#### Required work:
From the records below, copy each line that contains the string "bounding". The match is case-sensitive.

#### Dataset entries:
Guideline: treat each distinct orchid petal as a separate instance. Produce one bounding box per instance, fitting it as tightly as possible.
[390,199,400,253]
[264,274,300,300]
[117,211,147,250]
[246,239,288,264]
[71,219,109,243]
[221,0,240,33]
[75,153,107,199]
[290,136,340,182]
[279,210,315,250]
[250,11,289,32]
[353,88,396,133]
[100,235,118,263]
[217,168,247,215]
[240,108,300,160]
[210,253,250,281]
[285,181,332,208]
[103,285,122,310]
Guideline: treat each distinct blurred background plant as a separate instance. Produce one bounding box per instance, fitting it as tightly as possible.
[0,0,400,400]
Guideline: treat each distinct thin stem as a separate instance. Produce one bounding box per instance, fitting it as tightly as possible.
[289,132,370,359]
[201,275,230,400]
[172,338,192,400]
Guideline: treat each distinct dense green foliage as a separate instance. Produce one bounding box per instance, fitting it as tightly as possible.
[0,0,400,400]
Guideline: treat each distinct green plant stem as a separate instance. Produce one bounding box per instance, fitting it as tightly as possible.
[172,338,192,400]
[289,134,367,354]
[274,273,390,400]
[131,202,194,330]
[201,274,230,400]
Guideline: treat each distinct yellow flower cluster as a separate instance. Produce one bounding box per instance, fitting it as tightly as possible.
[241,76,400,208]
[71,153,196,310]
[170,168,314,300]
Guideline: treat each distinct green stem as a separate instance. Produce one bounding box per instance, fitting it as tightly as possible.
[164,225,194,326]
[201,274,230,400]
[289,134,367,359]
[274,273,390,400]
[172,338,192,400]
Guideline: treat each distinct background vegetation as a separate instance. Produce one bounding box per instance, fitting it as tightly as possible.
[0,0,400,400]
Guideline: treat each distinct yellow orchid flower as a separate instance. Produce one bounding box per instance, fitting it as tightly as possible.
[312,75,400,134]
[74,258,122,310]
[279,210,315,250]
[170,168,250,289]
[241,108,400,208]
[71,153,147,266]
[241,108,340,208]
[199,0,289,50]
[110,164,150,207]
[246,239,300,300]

#### Reply to the task:
Guideline: treat each distinct orchid petal as a separate instance. Produce one bounding box per instance, fitting it as tightly as possible.
Guideline: treat each distinct blurred background plant as a separate instance. Produce one bounding box per instance, fitting it as tightly as possible.
Guideline: treat each distinct thin stem as a separate instance. Produce one bounding box per instance, fitting it as tightly as possible.
Guideline: treat each distinct dense green foliage as a separate instance. Produce one bounding box per instance, fitting it as tightly as possible.
Guideline: treat each distinct green plant stem as a separate instance. Produce one bounding box per instance, fitting it as tightly as possible.
Guideline: treat each distinct yellow flower cluster as a separate instance. Produce one bounding box per instance, fitting it as tightly as possible.
Guideline: treat each distinct green stem as a separate instance. Produce one bounding box per instance, fitting it as tightly as possible.
Guideline: treat each distinct background vegetation as a separate instance. Produce one bounding box per instance, fitting it as tightly as possible.
Guideline: treat each distinct yellow orchid flower as a separate instance. Produce one bounding box per instance, fitting it as tightly as possible.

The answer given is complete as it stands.